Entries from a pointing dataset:
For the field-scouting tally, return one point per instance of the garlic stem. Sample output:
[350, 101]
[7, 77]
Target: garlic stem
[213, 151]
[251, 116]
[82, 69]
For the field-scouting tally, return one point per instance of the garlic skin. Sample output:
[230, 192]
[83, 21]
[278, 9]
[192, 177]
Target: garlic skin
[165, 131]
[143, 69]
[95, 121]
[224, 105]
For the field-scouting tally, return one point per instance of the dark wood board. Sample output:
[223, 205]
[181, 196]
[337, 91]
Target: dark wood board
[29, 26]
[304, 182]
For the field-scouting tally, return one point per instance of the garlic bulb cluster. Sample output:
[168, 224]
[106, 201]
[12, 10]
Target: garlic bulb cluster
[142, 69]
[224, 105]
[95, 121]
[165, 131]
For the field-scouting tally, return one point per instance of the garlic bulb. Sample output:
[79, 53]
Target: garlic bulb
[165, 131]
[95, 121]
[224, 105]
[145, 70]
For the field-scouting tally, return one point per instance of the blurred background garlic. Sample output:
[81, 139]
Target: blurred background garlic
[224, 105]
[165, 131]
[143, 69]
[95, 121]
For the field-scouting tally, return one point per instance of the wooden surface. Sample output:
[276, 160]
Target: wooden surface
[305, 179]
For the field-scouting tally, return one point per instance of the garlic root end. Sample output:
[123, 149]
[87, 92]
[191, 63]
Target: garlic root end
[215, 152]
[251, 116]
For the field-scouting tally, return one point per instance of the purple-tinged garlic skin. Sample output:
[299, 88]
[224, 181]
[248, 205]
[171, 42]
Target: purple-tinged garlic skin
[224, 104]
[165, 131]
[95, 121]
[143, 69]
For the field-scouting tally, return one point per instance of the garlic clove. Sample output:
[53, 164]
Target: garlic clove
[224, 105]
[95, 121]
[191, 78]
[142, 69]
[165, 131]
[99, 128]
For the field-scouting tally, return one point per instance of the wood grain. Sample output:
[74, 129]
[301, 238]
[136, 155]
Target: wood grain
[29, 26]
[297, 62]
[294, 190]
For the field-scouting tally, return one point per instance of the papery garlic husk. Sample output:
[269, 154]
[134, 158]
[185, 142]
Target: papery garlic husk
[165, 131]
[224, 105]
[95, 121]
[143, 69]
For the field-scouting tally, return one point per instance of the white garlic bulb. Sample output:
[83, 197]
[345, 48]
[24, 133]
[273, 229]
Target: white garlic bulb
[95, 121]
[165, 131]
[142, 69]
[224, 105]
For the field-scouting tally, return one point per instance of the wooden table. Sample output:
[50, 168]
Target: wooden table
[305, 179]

...

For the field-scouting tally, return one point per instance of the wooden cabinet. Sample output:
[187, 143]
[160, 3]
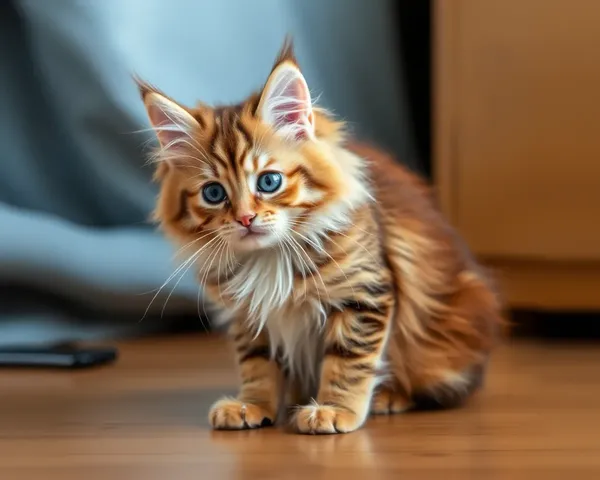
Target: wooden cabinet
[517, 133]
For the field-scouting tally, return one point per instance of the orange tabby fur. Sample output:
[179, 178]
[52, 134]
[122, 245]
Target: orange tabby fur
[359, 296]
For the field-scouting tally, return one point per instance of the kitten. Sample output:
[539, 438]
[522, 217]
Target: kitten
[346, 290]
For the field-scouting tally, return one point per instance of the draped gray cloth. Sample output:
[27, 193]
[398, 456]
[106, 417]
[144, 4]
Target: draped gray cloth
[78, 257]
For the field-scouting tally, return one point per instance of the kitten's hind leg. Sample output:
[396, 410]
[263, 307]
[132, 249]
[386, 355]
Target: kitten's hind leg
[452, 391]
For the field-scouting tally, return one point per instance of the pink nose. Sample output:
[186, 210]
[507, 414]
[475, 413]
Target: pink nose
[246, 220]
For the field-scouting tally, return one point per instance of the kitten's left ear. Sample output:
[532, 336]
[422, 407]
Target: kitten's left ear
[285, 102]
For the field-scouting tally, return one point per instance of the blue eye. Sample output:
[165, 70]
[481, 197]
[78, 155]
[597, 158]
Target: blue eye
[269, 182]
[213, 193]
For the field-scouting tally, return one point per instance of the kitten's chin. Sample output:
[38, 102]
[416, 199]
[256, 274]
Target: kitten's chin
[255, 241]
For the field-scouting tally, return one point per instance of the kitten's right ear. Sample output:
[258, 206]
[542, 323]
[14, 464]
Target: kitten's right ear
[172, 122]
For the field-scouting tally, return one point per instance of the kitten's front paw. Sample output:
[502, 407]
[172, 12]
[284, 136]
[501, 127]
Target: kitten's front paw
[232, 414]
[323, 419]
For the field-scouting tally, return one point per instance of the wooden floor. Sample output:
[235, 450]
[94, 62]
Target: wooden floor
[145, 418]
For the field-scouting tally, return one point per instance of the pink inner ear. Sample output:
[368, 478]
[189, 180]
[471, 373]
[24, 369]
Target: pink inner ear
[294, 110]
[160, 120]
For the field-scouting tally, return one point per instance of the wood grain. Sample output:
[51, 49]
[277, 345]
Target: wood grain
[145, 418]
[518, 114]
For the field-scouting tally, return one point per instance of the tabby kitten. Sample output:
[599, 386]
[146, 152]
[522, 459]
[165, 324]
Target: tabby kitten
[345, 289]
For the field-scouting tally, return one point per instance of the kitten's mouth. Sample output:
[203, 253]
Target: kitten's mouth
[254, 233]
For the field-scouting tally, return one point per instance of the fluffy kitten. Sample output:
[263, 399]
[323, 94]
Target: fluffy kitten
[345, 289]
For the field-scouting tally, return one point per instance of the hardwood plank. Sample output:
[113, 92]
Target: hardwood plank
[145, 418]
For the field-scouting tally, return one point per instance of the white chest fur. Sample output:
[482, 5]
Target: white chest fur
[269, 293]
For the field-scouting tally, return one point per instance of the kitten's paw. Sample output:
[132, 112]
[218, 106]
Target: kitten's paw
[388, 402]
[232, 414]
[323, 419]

*REQUIREMENTS:* Tally the lines above that contain the word "cluster" and give only that number.

*TASK SOLUTION:* 2